Reading passage:

---+---

Aim: The intestinal flora of breast-fed infants is generally dominated by bifidobacteria which have beneficial properties. Their presence is due to various components of breast milk, including prebiotic substances. This prospective double-blind study compared the numbers of bifidobacteria in the stool flora of bottle-fed preterm infants randomized to receive for 14 days either a formula with prebiotic fructo-oligosaccharides at a concentration of 0.4 g/dL or the same formula with maltodextrin as a placebo.
Methods: Within 0-14 days after birth, 56 healthy bottle-fed infants were enrolled to receive either the prebiotic or placebo. Faecal samples were taken at inclusion day and at study day 7. The number of bifidobacteria in the stools, stool characteristics and somatic growth were recorded during the study.

---+---

Dataset records:
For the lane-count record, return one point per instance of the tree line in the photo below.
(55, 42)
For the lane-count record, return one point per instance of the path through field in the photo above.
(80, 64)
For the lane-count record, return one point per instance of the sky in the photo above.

---+---

What to do:
**1)** Answer these questions about the abstract on prebiotic formula for preterm infants.
(a) What concentration of fructo-oligosaccharides did the prebiotic formula contain?
(b) How many infants were enrolled?
(c) On which days were faecal samples taken?
**2)** In the abstract on prebiotic formula for preterm infants, swap "Faecal samples" for "Stool samples" and reproduce the part that opens with the words containing "Methods: Within 0-14" and closes with "during the study.".
**3)** Pick up the abstract on prebiotic formula for preterm infants after its final sentence and continue it.

Answers to the tasks:
**1)**
(a) 0.4 g/dL
(b) 56
(c) On the inclusion day and on study day 7

**2)**
Methods: Within 0-14 days after birth, 56 healthy bottle-fed infants were enrolled to receive either the prebiotic or placebo. Stool samples were taken at inclusion day and at study day 7. The number of bifidobacteria in the stools, stool characteristics and somatic growth were recorded during the study.

**3)**
Results: In the group fed fructo-oligosaccharides, both the numbers of bifidobacteria in the stools and the proportion of infants colonized with them were significantly higher as compared to the placebo group (p=0.032 and p=0.030 respectively). There was also a higher number of bacteroids in the fructo-oligosaccharide group as compared to the placebo (p=0.029). At the same time, reduction was noted in the numbers of Escherichia coli and enterococci. (p=0.029, and p=0.025, respectively). Supplementation had also significant influence on stool frequency per day (p=0.0080).
Conclusion: An infant formula containing a small quantity of prebiotic oligosaccharides is well accepted and leads to rapid growth of bifidobacteria in the gut of bottle-fed preterm infants while decreasing the numbers of pathogenic microorganisms.